◆ **Work to complete**:
Show every line of the listing below that contains the string "island", matching case exactly.

━━━ Material to process

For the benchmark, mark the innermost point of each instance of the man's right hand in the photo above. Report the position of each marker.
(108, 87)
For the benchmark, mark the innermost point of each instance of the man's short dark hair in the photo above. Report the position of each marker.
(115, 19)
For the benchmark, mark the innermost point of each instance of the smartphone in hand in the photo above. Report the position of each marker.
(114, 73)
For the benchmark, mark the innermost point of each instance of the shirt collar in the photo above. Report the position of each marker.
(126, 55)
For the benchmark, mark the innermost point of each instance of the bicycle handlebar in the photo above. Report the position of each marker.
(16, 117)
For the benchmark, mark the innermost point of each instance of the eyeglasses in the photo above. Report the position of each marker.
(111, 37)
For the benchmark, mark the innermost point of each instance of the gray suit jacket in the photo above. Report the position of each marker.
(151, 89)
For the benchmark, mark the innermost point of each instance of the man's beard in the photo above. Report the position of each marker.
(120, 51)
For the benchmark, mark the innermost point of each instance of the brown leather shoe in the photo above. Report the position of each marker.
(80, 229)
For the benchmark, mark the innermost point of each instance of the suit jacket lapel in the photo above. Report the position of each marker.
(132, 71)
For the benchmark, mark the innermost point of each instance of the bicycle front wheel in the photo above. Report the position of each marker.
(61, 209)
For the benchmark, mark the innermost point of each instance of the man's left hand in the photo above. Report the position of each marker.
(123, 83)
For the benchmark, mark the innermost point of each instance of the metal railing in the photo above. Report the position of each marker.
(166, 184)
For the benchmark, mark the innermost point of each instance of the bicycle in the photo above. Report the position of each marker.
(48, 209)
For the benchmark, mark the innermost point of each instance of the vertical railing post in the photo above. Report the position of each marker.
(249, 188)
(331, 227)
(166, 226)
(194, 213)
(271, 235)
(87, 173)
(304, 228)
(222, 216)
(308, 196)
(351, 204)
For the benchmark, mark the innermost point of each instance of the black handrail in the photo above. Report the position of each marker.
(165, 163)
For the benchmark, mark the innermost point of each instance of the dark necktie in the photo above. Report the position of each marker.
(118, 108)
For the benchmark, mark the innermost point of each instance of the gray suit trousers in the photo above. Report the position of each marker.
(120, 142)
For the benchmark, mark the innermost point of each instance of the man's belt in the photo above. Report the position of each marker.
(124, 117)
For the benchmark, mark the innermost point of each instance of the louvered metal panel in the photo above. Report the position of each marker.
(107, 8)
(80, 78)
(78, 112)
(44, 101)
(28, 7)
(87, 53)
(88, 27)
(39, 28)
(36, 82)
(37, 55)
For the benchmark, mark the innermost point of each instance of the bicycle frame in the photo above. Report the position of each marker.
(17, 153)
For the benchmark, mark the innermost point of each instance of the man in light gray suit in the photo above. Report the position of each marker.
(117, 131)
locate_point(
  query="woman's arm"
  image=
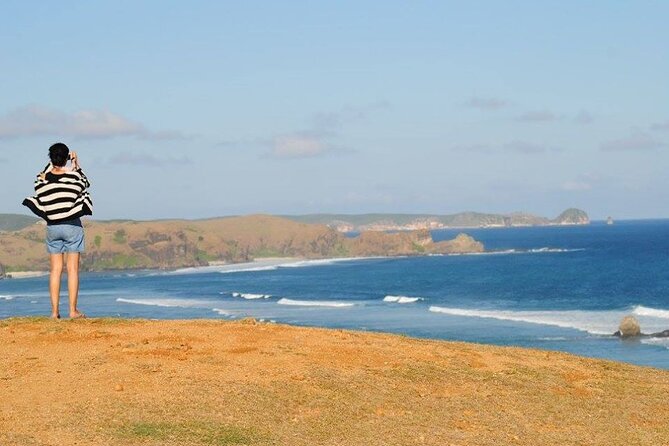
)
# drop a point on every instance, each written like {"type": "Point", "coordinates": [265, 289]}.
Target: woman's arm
{"type": "Point", "coordinates": [77, 168]}
{"type": "Point", "coordinates": [41, 177]}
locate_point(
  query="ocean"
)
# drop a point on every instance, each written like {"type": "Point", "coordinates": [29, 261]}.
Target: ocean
{"type": "Point", "coordinates": [558, 288]}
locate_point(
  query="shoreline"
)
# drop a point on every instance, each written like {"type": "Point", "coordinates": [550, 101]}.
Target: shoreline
{"type": "Point", "coordinates": [186, 381]}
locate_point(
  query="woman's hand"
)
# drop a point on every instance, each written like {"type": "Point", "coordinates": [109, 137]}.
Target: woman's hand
{"type": "Point", "coordinates": [75, 160]}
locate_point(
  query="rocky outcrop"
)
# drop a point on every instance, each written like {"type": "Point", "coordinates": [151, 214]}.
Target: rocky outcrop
{"type": "Point", "coordinates": [463, 243]}
{"type": "Point", "coordinates": [411, 222]}
{"type": "Point", "coordinates": [184, 243]}
{"type": "Point", "coordinates": [629, 327]}
{"type": "Point", "coordinates": [572, 216]}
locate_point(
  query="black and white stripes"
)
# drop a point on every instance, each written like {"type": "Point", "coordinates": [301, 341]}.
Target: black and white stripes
{"type": "Point", "coordinates": [59, 198]}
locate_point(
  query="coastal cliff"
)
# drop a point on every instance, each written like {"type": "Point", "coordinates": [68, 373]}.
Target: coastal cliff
{"type": "Point", "coordinates": [409, 222]}
{"type": "Point", "coordinates": [186, 243]}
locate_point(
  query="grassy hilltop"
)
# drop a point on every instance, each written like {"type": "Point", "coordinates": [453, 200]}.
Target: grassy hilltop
{"type": "Point", "coordinates": [363, 222]}
{"type": "Point", "coordinates": [181, 243]}
{"type": "Point", "coordinates": [242, 383]}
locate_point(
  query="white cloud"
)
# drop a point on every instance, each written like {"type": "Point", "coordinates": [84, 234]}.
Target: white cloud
{"type": "Point", "coordinates": [299, 146]}
{"type": "Point", "coordinates": [660, 126]}
{"type": "Point", "coordinates": [473, 148]}
{"type": "Point", "coordinates": [538, 116]}
{"type": "Point", "coordinates": [146, 160]}
{"type": "Point", "coordinates": [584, 117]}
{"type": "Point", "coordinates": [84, 124]}
{"type": "Point", "coordinates": [525, 147]}
{"type": "Point", "coordinates": [486, 103]}
{"type": "Point", "coordinates": [575, 186]}
{"type": "Point", "coordinates": [634, 143]}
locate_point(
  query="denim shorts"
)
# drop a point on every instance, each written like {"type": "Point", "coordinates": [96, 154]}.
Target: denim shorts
{"type": "Point", "coordinates": [64, 238]}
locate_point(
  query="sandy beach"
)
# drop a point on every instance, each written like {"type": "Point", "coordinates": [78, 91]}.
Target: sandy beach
{"type": "Point", "coordinates": [127, 382]}
{"type": "Point", "coordinates": [26, 274]}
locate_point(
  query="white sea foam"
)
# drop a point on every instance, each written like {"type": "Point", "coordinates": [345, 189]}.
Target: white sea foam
{"type": "Point", "coordinates": [221, 312]}
{"type": "Point", "coordinates": [401, 299]}
{"type": "Point", "coordinates": [603, 322]}
{"type": "Point", "coordinates": [320, 262]}
{"type": "Point", "coordinates": [652, 312]}
{"type": "Point", "coordinates": [662, 342]}
{"type": "Point", "coordinates": [251, 296]}
{"type": "Point", "coordinates": [249, 269]}
{"type": "Point", "coordinates": [313, 303]}
{"type": "Point", "coordinates": [519, 251]}
{"type": "Point", "coordinates": [180, 303]}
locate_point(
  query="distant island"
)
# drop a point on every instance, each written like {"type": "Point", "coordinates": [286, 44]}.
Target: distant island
{"type": "Point", "coordinates": [168, 244]}
{"type": "Point", "coordinates": [407, 222]}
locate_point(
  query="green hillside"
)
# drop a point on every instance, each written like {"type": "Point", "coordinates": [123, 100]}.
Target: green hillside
{"type": "Point", "coordinates": [16, 222]}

━━━━━━

◆ **Solution for this exercise**:
  query="distant island"
Target: distant island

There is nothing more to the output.